- [READING TEXT]:
----------

State-funded initiative aiming to curb underage drinking in Augusta area

Curbing underage alcohol consumption and access is the target of a state-funded initiative in the Augusta area.


Using a $225,000 grant from the Georgia Department of Behavioral Health and Developmental Disabilities, Georgia Regents University conducted an extensive community survey on underage drinking, using the results to launch a media campaign and forthcoming educational initiatives.

“We have a major problem in Georgia that many people don’t realize,” said Dr. Martha Tingen, a professor of pediatrics.

Tingen led efforts to survey 2,122 residents in seven ZIP codes in Richmond, Columbia and McDuffie counties. The results revealed that people start drinking at a young age without regard for legal or adverse health consequences, she said.

“A significant percentage of kids in the age 9 to 19 range are experimenting with drinking. They are primarily getting alcohol for the first time in the home, and they think there are very few consequences if they get caught by parents or school officials.”

Alcohol, the most commonly abused drug among youths in the U.S., is responsible for more than 4,700 deaths annually, the U.S. Centers for Disease Control and Prevention says.

In Georgia, 66 percent of high school students report having drunk alcohol one or more times, and 23 percent drank alcohol for the first time before age 13, according to the 2011 Youth Risk Behavior Surveillance report.

----------

- [QUESTIONS ON THE MATERIAL]:
[a] In the underage drinking article, rewrite everything from "State-funded initiative aiming" down to "consequences, she said.", replacing "survey" with "poll" throughout.
[b] Carry the underage drinking article on past its last sentence.

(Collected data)

----------

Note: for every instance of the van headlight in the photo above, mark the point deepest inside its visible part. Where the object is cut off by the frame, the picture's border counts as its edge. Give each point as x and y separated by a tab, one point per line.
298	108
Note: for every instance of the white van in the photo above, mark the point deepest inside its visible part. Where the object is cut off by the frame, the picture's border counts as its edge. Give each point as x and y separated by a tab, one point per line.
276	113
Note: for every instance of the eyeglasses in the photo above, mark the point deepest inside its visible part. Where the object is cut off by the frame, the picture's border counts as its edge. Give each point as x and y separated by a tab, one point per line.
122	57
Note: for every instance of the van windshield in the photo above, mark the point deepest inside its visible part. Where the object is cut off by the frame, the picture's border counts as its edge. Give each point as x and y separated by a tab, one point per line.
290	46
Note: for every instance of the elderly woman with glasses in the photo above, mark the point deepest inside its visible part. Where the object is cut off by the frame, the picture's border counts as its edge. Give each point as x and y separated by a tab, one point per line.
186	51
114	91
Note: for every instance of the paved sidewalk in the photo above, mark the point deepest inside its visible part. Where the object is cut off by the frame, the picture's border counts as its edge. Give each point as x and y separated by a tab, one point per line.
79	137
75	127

----------

- [RESULTS OF THE EXERCISE]:
[a]
State-funded initiative aiming to curb underage drinking in Augusta area

Curbing underage alcohol consumption and access is the target of a state-funded initiative in the Augusta area.


Using a $225,000 grant from the Georgia Department of Behavioral Health and Developmental Disabilities, Georgia Regents University conducted an extensive community poll on underage drinking, using the results to launch a media campaign and forthcoming educational initiatives.

“We have a major problem in Georgia that many people don’t realize,” said Dr. Martha Tingen, a professor of pediatrics.

Tingen led efforts to poll 2,122 residents in seven ZIP codes in Richmond, Columbia and McDuffie counties. The results revealed that people start drinking at a young age without regard for legal or adverse health consequences, she said.

[b]
A media campaign launched last week was a partnership between Georgia Regents University and two other area grant recipients: Columbia County Community Connections, and Family Connection and Communities in Schools of Glascock County.

Five billboards for the “You Booze, You Lose” campaign are displayed across the area. Television and radio announcements are planned.

“Young people think they are invincible or none of this is going to affect them. But it does, and it has huge consequences,” said Julie Miller, the executive director of Columbia County Community Connections.

Miller said the goal of her organization’s $199,000 grant is to prevent early onset of alcohol use in Columbia County, primarily by making it more difficult for young people to get alcohol.

An additional 2,095 surveys were collected from six ZIP codes in Columbia County.

Georgia Regents University is targeting early onset, access to alcohol and binge drinking for ages 9 to 20. The final goal is reducing binge and heavy drinking for ages 18 to 25, Tingen said.

Targeting underage drinking can help prevent adult alcohol abuse, she said.